[Natural language region descriptions]
>>>>>

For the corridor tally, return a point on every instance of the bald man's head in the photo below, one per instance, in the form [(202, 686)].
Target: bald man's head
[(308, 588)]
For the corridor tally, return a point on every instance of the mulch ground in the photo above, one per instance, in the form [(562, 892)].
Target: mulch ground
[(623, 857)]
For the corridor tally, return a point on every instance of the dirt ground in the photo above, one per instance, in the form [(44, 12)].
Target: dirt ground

<<<<<

Tally the lines above that include "every", and reply with only the tally.

*Output of the task:* 3